# TRABALHO PEDIDO
Continue o texto sobre o futuro do carvão nos EUA logo após a sua última frase.

# EXCERTO DO DOCUMENTO
==================================================

Vistos mais de perto, os números contam uma história diferente. Mais do que um reflorescimento do setor devido à mudança de paradigma do governo federal, o aumento de produção é um espelho do crescimento das exportações para os países asiáticos – sinal, dizem os analistas, de uma situação conjuntural (decréscimo de produção na Austrália que obrigou os países asiáticos a recorrer a outros fornecedores para satisfazer a sua demanda interna). As previsões do setor é que a produção volte a diminuir no próximo ano. “Não voltaremos a ter uma repetição de 2017”, afirmou James Stevenson, analista do mercado de carvão da IHS Markit, citado pela “Fortune”.

O carvão extraído nos EUA alimenta sobretudo o mercado doméstico (90%), e esse está em tendência descendente. “O futuro do carvão é ditado pela economia”, diz à Reuters uma porta-voz da American Electric Power (AEP), uma das principais produtoras de energia do país, “e não se pode fazer esse tipo de investimentos com base na política de um governo”, acrescentou.

Assim pensa a agência de dotação financeira Moody’s que, na segunda-feira, emitiu uma nova avaliação do risco para as centrais elétricas, continuando a traçar um retrato sombrio para o futuro daquelas que usam carvão.

“Nos EUA, algumas produtoras de carvão poderão ter ganho mais algum tempo devido à proposta norte-americana de saída do Acordo de Paris e à revisão do Plano de Energia Limpa. No entanto, estas ações não farão descarrilar as tendências de descarbonização”, refere a Moody’s na sua análise.

A AEP, por exemplo, planeia reduzir a percentagem de produção de energia através de carvão nos EUA dos atuais 47% para 33% em 2030. De acordo com a Administração de Informação da Energia (EIA na sigla inglesa), em 2025, a produção das centrais elétricas a carvão nos EUA deverá ser 30% inferior ao que era em 2011. A Vistra Energy Corp, outra das elétricas norte-americanas, fechou 265 centrais que usavam carvão desde 2010 e tem hoje apenas 258 em funcionamento.

Isto é hoje. A administração Trump ainda não revogou o CPP, como pretende, poderá ainda cortar os subsídios atribuídos às centrais de produção de energia limpa – cujo desenvolvimento tecnológico dos últimos anos também embarateceu a produção – e inverter a tendência de queda da indústria do carvão, caso as elétricas percebam que se trata mesmo da mudança de paradigma, e não de uma tentativa de remar contra a passagem do tempo.

==================================================

# ITENS EXTRAÍDOS
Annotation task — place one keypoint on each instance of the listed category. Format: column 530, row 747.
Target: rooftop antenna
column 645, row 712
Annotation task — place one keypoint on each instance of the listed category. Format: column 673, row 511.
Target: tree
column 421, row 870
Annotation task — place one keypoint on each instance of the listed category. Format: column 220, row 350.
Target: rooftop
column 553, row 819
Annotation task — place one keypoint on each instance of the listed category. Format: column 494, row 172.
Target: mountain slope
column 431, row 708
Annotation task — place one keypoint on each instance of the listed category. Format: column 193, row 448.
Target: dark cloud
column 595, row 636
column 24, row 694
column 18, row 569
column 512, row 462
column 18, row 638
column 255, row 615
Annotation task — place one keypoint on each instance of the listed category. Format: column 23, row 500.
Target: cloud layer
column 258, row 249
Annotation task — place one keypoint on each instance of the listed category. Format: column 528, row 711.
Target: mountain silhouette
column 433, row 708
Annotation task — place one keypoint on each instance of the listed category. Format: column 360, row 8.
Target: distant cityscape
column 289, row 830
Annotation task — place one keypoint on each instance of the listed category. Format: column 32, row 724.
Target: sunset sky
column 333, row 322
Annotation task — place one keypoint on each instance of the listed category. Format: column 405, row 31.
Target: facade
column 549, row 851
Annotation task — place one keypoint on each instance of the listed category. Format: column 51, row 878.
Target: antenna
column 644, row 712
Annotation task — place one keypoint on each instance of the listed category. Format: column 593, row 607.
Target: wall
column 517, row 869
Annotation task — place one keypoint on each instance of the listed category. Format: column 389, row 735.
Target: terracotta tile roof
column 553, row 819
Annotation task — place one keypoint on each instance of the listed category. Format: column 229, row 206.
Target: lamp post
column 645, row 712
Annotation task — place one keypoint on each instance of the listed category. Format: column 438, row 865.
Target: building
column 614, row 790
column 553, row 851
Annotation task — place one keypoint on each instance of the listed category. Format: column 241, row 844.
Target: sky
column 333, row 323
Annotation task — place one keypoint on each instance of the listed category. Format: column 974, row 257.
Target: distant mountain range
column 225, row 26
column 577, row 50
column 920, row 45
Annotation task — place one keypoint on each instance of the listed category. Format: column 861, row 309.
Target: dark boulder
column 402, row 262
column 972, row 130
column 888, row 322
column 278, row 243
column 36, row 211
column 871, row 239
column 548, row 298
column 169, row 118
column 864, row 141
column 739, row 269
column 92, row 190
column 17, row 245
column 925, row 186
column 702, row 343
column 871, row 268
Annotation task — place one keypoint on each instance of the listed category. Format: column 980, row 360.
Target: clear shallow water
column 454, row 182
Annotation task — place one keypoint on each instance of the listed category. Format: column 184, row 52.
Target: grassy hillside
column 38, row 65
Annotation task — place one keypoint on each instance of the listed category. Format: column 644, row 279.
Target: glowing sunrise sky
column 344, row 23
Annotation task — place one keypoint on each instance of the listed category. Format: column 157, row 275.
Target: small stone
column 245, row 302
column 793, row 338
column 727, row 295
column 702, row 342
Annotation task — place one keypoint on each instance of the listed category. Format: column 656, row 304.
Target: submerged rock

==================================================

# RESULTADO DO EXERCÍCIO
O certo é que Trump está a conseguir colocar dúvidas no caminho inclinado que a produção de carvão vinha percorrendo desde os anos 1980, à medida que as políticas ambientais ganhavam força e as provas científicas de que as alterações climáticas causadas pela ação do homem se tornavam esmagadoras. A Casa Branca nem sequer se importa com o seu isolamento internacional nesta matéria, contrariando a quase unanimidade conseguida no Acordo de Paris, em 2015.

No entanto, no caminho dessa nova revolução industrial em contraciclo proposta por esta administração norte-americana parece estar uma maioria da opinião pública (mesmo nos EUA) que não só aceita as provas científicas como já se deixou convencer pelas manifestações climáticas extremas que se vêm multiplicando nos últimos anos, com resultados dramáticos.

O que se passou em Charleston, a 28 e 29 de novembro, mostra que nem mesmo no coração da indústria carbonífera a vontade desta administração encontra tanto eco como pensava. Stanley Sturgill, um velho mineiro de carvão de 72 anos, diagnosticado com antracose e doença pulmonar obstrutiva crónica por causa do trabalho nas minas, deixou a pergunta: “Quantas pessoas vão ter de pagar o preço máximo da morte para que umas poucas pessoas ricas e gananciosas possam amealhar uns quantos dólares?”

Mesmo numa visão menos emocional e mais económica, a verdade é que as centrais a carvão são menos eficientes e a energia que produzem sai mais cara. Investir na sua melhoria ou construir novas centrais mais competitivas no mercado da eletricidade seriam investimentos demasiado arriscados, mesmo para uma empresa que não se preocupasse muito com as regras ambientais. E se não há centrais, nem grandes metalurgias (como as chinesas ou indianas) para aumentar o consumo de carvão nos EUA, por mais que Trump garanta que quer recuperar as minas de carvão a 100%, o mercado poderá ser de outra opinião.